- Maak de opdrachten
[A] Schrijf het deel van het tekstfragment woordelijk over, beginnend bij "De drie werken" en eindigend bij "van Rehberger zelf.".
[B] Beantwoord de volgende vragen over het tekstfragment.
(i) Uit hoeveel lithografieën bestaat Thanatophanies?
(ii) Uit welke collectie komen de drie tekeningen van Michaël Borremans?
(iii) Welk werk van Bruce Nauman wordt genoemd als een van zijn eerste videowerken?

- Tekstfragment
━━━━━━━━━━
De drie werken Kopfverluste, Joan Crawford Slapping Library en Monster Triumphing Library van de Duitse kunstenaar Tobias Rehberger combineren sculptuur en projectie. Op het eerste zicht zijn ze bijna meubilair, maar achter de sculpturen is een soort waas van beeldmateriaal te zien. Dat zijn projecties van films, van beelden die je eigenlijk niet kunt zien. Het echte contemporaine wordt afgeblokt door het formele van de beelden, door de vormentaal van Rehberger zelf.
Bruce Nauman is de totale tegenhanger van wat Rehberger doet. Dit oude werk van Nauman, Good Boy, Bad Boy, is een van zijn eerste videowerken. Hij was een koploper in de videokunst, en maakte lang voor andere kunstenaars ermee begonnen al dit soort van werken. Hij toont zijn werken in gecomprimeerde vorm, zeer brutaal en confronterend in de ruimte.
Er zitten drie tekeningen van Michaël Borremans in de tentoonstelling, uit de collectie van het S.M.A.K. Voornamelijk omdat ik vind dat Borremans vooral als tekenaar ijzersterk is. Daarom wilde ik drie oudere tekeningen tonen. Het huis en de opeenstapeling van figuren heeft op een perverse manier, door de verkleiningen en uitvergrotingen.
Thanatophanies, het andere werk van On Kawara is een reeks van dertig lithografieën, oorspronkelijk uit 1955. De portretten zijn allemaal gebaseerd op slachtoffers van de H-bom. Het werk is gruwelijk en realistisch. Er wordt vaak vergeten dat het vroegere werk van Kawara ook figuratief was, deze lithografieën zijn daar een heel duidelijk voorbeeld van. Het is een totaal onverwacht werk, monumentaal in zijn bescheidenheid. Het werk zal in een soort carré, in een bepaalde volgorde, getoond worden en één wand beslaan. Als in een bourgeois salon. Naar mijn mening is dit werk, zij het uiteraard op een totaal andere manier, evenwaardig aan het werk van Kienholz.
━━━━━━━━━━
- Gegevensrijen
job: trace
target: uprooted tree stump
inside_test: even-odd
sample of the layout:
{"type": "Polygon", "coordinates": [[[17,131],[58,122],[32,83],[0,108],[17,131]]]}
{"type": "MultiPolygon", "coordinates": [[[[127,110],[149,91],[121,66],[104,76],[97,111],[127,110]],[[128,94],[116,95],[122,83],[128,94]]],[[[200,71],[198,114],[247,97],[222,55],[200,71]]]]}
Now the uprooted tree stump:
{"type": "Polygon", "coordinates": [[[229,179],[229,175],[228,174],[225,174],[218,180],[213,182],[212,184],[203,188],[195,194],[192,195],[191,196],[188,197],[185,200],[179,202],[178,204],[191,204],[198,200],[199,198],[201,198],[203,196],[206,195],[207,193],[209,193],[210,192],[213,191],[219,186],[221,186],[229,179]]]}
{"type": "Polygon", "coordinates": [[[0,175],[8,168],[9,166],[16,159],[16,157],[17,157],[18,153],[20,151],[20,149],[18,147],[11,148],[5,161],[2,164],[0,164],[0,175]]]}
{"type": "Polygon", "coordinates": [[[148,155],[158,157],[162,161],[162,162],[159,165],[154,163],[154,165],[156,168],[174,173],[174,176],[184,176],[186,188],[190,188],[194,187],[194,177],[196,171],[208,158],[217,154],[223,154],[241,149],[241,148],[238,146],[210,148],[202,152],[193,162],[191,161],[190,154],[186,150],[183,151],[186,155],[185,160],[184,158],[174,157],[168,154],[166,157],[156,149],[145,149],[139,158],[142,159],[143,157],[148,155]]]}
━━━━━━━━━━
- Antwoorden
[A]
De drie werken Kopfverluste, Joan Crawford Slapping Library en Monster Triumphing Library van de Duitse kunstenaar Tobias Rehberger combineren sculptuur en projectie. Op het eerste zicht zijn ze bijna meubilair, maar achter de sculpturen is een soort waas van beeldmateriaal te zien. Dat zijn projecties van films, van beelden die je eigenlijk niet kunt zien. Het echte contemporaine wordt afgeblokt door het formele van de beelden, door de vormentaal van Rehberger zelf.

[B]
(i) Uit dertig lithografieën.
(ii) Uit de collectie van het S.M.A.K.
(iii) Good Boy, Bad Boy.